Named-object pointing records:
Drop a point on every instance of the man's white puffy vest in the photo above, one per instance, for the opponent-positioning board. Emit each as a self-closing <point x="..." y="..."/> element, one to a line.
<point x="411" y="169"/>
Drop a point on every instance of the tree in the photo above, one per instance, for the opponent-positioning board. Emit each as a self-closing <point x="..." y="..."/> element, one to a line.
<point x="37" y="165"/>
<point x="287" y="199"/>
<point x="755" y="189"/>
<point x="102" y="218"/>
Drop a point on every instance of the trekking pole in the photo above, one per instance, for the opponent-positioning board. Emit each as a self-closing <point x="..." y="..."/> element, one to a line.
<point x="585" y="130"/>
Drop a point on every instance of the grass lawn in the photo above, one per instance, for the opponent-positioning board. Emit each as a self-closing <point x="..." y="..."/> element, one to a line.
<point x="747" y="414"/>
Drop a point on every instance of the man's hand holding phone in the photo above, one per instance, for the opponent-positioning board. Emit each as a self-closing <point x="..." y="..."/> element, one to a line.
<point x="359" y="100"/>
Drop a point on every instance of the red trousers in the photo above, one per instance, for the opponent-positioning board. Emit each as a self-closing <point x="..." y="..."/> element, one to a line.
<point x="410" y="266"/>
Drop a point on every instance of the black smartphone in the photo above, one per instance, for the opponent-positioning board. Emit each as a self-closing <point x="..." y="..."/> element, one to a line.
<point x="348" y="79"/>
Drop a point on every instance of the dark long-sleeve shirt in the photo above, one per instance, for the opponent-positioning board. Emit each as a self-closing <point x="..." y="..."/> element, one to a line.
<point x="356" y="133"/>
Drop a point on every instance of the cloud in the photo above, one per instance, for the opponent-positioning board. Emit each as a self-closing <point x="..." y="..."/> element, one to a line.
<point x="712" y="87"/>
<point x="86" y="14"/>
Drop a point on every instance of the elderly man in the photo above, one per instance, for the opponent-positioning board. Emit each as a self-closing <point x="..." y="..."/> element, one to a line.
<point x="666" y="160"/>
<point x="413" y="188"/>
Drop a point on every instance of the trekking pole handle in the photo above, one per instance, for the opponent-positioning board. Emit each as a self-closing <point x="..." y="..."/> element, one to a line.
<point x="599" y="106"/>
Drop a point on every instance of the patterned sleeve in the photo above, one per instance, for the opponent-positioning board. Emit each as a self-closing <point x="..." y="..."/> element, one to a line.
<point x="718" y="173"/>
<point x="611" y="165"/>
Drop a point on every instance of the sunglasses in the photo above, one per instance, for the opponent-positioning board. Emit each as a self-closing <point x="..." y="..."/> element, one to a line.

(WHAT TO DO)
Output all of the data above without any alteration.

(TASK SOLUTION)
Drop a point on every instance of the man's white puffy vest in the photo above, one per instance, for the opponent-positioning board. Emit each as a self-closing <point x="..." y="..."/> element, one to a line.
<point x="411" y="169"/>
Drop a point on every instance of the tree in the photo above, one per instance, for the opponent-positioning board. Emit each as a self-closing <point x="..." y="..."/> element, one to a line.
<point x="37" y="165"/>
<point x="287" y="199"/>
<point x="755" y="189"/>
<point x="102" y="218"/>
Drop a point on every instance of the trekking pole in the photo above, one per instance, for the opponent-positioning board. Emit each as a self-closing <point x="..." y="..."/> element, one to a line.
<point x="585" y="130"/>
Drop a point on every instance of the grass lawn in the photo above, one per instance, for the opponent-positioning board. Emit each as a self-closing <point x="..." y="..."/> element, one to a line.
<point x="747" y="414"/>
Drop a point on every instance of the man's hand holding phone in the photo above, one per instance, for the opponent-positioning board. Emit each as a self-closing <point x="..." y="..."/> element, one to a line.
<point x="359" y="100"/>
Drop a point on every instance of the red trousers in the photo above, one per instance, for the opponent-positioning board. Emit each as a self-closing <point x="..." y="..."/> element, one to a line.
<point x="410" y="266"/>
Drop a point on every instance of the black smartphone in the photo above, one per instance, for the opponent-positioning board. Emit each as a self-closing <point x="..." y="..."/> element, one to a line.
<point x="348" y="79"/>
Drop a point on every instance of the dark long-sleeve shirt in the photo above, one per instance, for the opponent-positioning board. Emit each as a self-closing <point x="..." y="..."/> element, one to a line.
<point x="356" y="133"/>
Drop a point on every instance of the cloud in the photo above, one per instance, for the opponent-positioning board. Emit each as a self-closing <point x="..." y="..."/> element, one to a line.
<point x="712" y="87"/>
<point x="86" y="14"/>
Drop a point on every instance of the elderly man in the photo above, one per instance, for the opponent-positioning board. Emit each as a self-closing <point x="..." y="..."/> element, one to a line.
<point x="666" y="160"/>
<point x="413" y="188"/>
Drop a point on every instance of the trekking pole handle in the photo above, one per instance, for the opponent-positioning board. Emit each as a self-closing <point x="..." y="..."/> element, one to a line.
<point x="599" y="106"/>
Drop a point on every instance of the patterned sleeve in the photo above, one per instance, for the opponent-positioning board. Emit each as a self-closing <point x="..." y="..."/> element, one to a line.
<point x="718" y="173"/>
<point x="611" y="165"/>
Drop a point on every instance of the sunglasses in the photo above, one per instance, for the opponent-positioning board. Emit each as a self-closing <point x="..." y="..."/> element, one to a line.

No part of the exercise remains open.